Dataset extract -
▼▼▼

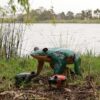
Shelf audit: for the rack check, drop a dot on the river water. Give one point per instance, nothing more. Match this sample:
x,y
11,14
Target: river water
x,y
78,37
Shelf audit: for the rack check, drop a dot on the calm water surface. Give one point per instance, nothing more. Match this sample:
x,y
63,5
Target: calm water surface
x,y
78,37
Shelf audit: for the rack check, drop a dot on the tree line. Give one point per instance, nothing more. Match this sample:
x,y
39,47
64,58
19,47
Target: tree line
x,y
41,14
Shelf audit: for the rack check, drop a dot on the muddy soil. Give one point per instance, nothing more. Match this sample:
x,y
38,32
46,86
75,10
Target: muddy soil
x,y
39,90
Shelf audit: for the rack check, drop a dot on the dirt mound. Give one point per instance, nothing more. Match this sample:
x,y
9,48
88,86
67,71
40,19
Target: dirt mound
x,y
39,90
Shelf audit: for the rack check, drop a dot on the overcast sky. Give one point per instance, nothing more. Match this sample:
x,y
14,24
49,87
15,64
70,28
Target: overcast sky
x,y
63,5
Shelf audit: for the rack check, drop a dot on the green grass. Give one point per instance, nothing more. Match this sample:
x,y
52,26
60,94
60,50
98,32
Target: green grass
x,y
8,69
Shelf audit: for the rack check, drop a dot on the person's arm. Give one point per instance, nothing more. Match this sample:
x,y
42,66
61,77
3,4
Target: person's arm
x,y
40,66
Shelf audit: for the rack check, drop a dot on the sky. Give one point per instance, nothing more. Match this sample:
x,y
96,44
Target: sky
x,y
62,5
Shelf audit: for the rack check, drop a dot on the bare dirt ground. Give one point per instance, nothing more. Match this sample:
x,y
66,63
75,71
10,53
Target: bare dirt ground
x,y
39,90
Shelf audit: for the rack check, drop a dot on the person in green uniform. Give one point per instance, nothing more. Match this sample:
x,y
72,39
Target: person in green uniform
x,y
58,58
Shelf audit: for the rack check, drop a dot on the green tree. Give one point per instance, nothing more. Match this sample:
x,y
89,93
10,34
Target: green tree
x,y
97,12
69,15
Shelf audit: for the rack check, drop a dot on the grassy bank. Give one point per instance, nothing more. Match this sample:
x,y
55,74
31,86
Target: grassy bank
x,y
8,69
88,21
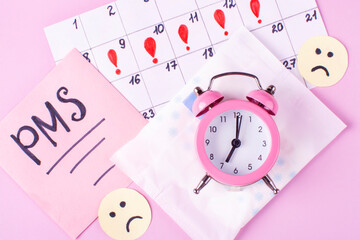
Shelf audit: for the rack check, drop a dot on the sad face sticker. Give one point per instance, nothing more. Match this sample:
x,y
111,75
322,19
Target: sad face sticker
x,y
322,61
124,214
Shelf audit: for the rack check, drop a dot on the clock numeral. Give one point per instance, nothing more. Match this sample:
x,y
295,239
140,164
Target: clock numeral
x,y
222,118
213,129
222,164
236,114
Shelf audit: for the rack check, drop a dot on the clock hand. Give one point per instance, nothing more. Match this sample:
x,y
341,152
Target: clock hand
x,y
230,154
238,126
236,141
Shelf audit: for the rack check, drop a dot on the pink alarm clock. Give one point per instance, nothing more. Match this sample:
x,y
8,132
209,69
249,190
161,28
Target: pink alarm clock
x,y
237,141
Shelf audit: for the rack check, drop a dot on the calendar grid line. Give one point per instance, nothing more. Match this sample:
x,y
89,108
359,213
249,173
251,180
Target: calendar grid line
x,y
158,105
287,33
140,72
87,39
172,48
202,19
173,64
160,63
237,7
141,29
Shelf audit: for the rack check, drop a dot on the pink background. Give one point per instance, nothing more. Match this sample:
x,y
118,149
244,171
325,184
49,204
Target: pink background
x,y
322,202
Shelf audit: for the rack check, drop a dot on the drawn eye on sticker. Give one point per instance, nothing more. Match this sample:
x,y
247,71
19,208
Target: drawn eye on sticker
x,y
322,61
124,214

▲▲▲

Directions for this task - Convert every line of the rows above into a numbered list, skipping blank lines. Leave the pictures out.

Exercise response -
1. Shelf audit: for the rack check, drop a dot on the river water. Give one point per instance, nothing more. Match this sample:
2. x,y
3. 11,14
4. Target: river water
5. x,y
6. 78,37
7. Shelf audit: for the rack check, drop a dot on the calm water surface. Give one point per instance, nothing more. Match this sample:
8. x,y
9. 63,5
10. Target: calm water surface
11. x,y
12. 78,37
13. Shelf audit: for the rack check, drop a dot on the tree line. Give one point per instance, nothing more. Match this sample:
14. x,y
15. 39,47
16. 64,58
17. 19,47
18. Target: tree line
19. x,y
20. 41,14
21. Shelf audit: for the rack check, drop a dot on the muddy soil. Give one point per instance, nothing more. Match this sample:
22. x,y
23. 38,32
24. 46,86
25. 75,10
26. Target: muddy soil
27. x,y
28. 39,90
29. Shelf audit: for the rack check, drop a dot on the dirt mound. Give one point per instance, nothing more. Match this sample:
30. x,y
31. 9,48
32. 88,86
33. 67,71
34. 40,19
35. Target: dirt mound
36. x,y
37. 39,90
38. Shelf audit: for the rack check, drop a dot on the overcast sky. Give one point per instance, nothing more. Match this sample:
39. x,y
40. 14,24
41. 49,87
42. 15,64
43. 70,28
44. Target: overcast sky
45. x,y
46. 63,5
47. Shelf audit: for the rack check, drop a dot on the green grass. Give one point per instance, nothing more. Match this sample:
48. x,y
49. 52,26
50. 60,94
51. 60,50
52. 98,32
53. Target: green grass
54. x,y
55. 8,69
56. Shelf audit: for the rack check, drop a dot on the person's arm. Give one point per instance, nothing more. Match this sample:
57. x,y
58. 42,66
59. 61,77
60. 3,4
61. Target: person's arm
62. x,y
63. 40,66
64. Shelf audit: for the rack check, drop a dot on the sky. Give one point per instance, nothing more. Match this sample:
65. x,y
66. 96,44
67. Target: sky
68. x,y
69. 62,5
70. Shelf audit: for the rack check, drop a dot on the bare dirt ground. Give one point per instance, nothing more. Match this sample:
71. x,y
72. 66,63
73. 75,71
74. 10,53
75. Target: bare dirt ground
76. x,y
77. 39,90
78. Shelf audit: for the rack check, drop a dot on the person in green uniform. Give one point per instance, nothing more. Match this sample:
79. x,y
80. 72,39
81. Target: person in green uniform
82. x,y
83. 58,58
84. Shelf audit: for the rack check, drop a dot on the green tree. Give one point per instance, nothing more. Match this sample:
85. x,y
86. 89,93
87. 10,34
88. Target: green tree
89. x,y
90. 97,12
91. 69,15
92. Shelf audit: for the rack check, drop a dot on the grassy bank. Give one point per instance, nothing more. Match this sample:
93. x,y
94. 55,74
95. 31,86
96. Target: grassy bank
97. x,y
98. 8,69
99. 88,21
100. Shelf audit: for the rack check, drop a dot on the sad face sticker. Give one point per instance, nothing more. Match this sample:
101. x,y
102. 111,75
103. 322,19
104. Target: sad face sticker
105. x,y
106. 322,61
107. 124,214
108. Shelf audit: for the rack check, drop a dot on the clock numeral. Give one point per instance, nothing more. Match this sample:
109. x,y
110. 295,239
111. 140,164
112. Target: clock numeral
113. x,y
114. 222,118
115. 213,129
116. 222,164
117. 236,114
118. Shelf audit: for the rack check, drop a dot on the clock hand. Give one point per instance, nothing more. Match this sample:
119. x,y
120. 341,152
121. Target: clock hand
122. x,y
123. 230,154
124. 238,126
125. 236,141
126. Shelf audit: for the rack check, drop a dot on the pink alarm clock. Give one point per instance, nothing more. Match this sample:
127. x,y
128. 8,132
129. 209,69
130. 249,190
131. 161,28
132. Target: pink alarm clock
133. x,y
134. 237,141
135. Shelf audit: for the rack check, drop a dot on the calendar grid line. Give one point per instance, nothing more. Match this sample:
136. x,y
137. 89,108
138. 359,213
139. 249,173
140. 251,180
141. Target: calendar grid line
142. x,y
143. 158,105
144. 287,33
145. 140,72
146. 87,39
147. 172,48
148. 202,19
149. 173,64
150. 160,63
151. 237,7
152. 141,29
153. Shelf audit: for the rack check, drop a dot on the pink background. Give one point per instance, nothing more. Match this sample:
154. x,y
155. 118,149
156. 244,171
157. 325,184
158. 49,204
159. Target: pink background
160. x,y
161. 322,202
162. Shelf audit: for the rack check, drop a dot on the drawn eye on sticker. Give one point per instance, nothing more. Match this sample:
163. x,y
164. 247,71
165. 19,208
166. Target: drawn eye on sticker
167. x,y
168. 322,61
169. 124,214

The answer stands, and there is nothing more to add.